─── Information shown
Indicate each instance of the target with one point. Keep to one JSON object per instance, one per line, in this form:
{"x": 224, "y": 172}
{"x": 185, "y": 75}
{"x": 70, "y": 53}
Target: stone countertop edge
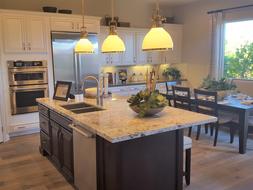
{"x": 76, "y": 118}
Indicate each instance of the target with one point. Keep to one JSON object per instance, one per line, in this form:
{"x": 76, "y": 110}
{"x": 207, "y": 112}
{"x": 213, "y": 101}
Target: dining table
{"x": 239, "y": 104}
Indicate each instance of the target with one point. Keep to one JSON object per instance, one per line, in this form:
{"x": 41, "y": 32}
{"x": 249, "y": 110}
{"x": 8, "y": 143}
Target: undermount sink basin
{"x": 81, "y": 108}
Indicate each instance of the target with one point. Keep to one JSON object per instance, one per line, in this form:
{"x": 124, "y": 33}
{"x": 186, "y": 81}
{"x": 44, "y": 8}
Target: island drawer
{"x": 44, "y": 124}
{"x": 43, "y": 110}
{"x": 45, "y": 142}
{"x": 63, "y": 121}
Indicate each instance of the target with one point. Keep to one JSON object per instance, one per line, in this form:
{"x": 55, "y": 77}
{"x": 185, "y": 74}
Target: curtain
{"x": 218, "y": 43}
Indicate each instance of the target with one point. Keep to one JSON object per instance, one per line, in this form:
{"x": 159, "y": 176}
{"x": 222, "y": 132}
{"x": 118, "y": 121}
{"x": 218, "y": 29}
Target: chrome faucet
{"x": 100, "y": 91}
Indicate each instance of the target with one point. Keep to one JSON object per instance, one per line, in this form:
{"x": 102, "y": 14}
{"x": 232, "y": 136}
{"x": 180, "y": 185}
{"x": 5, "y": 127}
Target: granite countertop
{"x": 119, "y": 123}
{"x": 144, "y": 82}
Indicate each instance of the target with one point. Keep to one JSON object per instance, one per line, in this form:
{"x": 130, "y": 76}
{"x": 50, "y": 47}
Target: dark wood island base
{"x": 149, "y": 163}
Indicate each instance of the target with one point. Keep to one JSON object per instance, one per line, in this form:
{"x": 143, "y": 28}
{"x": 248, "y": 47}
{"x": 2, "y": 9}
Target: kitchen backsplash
{"x": 137, "y": 73}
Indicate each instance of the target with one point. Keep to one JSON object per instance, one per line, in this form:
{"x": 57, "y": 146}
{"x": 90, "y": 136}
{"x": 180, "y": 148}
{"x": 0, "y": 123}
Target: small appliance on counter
{"x": 28, "y": 80}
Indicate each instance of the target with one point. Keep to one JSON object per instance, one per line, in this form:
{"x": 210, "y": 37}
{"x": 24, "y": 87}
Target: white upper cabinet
{"x": 176, "y": 32}
{"x": 24, "y": 34}
{"x": 14, "y": 36}
{"x": 36, "y": 34}
{"x": 69, "y": 23}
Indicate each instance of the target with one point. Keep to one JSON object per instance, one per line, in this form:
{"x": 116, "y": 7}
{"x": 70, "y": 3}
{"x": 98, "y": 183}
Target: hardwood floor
{"x": 213, "y": 168}
{"x": 23, "y": 168}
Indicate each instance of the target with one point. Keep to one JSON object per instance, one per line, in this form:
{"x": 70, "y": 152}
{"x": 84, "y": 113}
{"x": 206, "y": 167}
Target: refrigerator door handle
{"x": 80, "y": 74}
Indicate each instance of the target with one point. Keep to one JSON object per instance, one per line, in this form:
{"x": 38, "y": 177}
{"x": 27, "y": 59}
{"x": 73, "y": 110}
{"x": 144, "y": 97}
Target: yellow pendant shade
{"x": 113, "y": 44}
{"x": 84, "y": 46}
{"x": 157, "y": 39}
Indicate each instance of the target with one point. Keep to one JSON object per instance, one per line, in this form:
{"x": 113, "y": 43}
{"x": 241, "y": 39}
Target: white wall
{"x": 137, "y": 12}
{"x": 197, "y": 34}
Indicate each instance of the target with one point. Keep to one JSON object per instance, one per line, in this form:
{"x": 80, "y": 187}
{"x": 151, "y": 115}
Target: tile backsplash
{"x": 137, "y": 73}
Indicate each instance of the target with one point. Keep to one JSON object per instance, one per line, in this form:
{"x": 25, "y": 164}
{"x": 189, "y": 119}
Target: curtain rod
{"x": 228, "y": 9}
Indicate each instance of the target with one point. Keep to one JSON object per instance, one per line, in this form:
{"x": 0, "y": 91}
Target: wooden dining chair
{"x": 207, "y": 103}
{"x": 182, "y": 100}
{"x": 169, "y": 95}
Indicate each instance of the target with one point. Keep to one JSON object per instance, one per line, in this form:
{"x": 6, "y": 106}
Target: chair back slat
{"x": 181, "y": 97}
{"x": 206, "y": 102}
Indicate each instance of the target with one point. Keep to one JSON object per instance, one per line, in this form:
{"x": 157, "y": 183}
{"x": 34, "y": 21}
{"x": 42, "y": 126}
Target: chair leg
{"x": 198, "y": 132}
{"x": 206, "y": 128}
{"x": 211, "y": 130}
{"x": 188, "y": 166}
{"x": 216, "y": 134}
{"x": 190, "y": 132}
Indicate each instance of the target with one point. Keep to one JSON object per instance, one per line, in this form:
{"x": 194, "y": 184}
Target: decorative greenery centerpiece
{"x": 222, "y": 86}
{"x": 149, "y": 101}
{"x": 172, "y": 73}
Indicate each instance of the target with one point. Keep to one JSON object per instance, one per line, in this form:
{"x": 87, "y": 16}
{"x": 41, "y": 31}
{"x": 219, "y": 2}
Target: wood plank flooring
{"x": 213, "y": 168}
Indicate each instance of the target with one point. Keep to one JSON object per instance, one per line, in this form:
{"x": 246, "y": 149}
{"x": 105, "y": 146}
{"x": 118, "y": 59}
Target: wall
{"x": 197, "y": 34}
{"x": 138, "y": 13}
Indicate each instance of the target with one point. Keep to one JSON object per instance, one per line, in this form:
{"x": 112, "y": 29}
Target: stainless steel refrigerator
{"x": 69, "y": 66}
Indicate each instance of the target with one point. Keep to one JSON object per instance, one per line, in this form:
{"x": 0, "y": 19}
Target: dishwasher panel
{"x": 84, "y": 159}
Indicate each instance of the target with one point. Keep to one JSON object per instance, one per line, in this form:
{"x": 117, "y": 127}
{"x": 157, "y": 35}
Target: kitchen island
──────
__Brief__: Report every line of the material above that contains the string "white", copying each line in full. Matching is case-sensitive.

__Expected answer__:
Target: white upper cabinet
Target: white wall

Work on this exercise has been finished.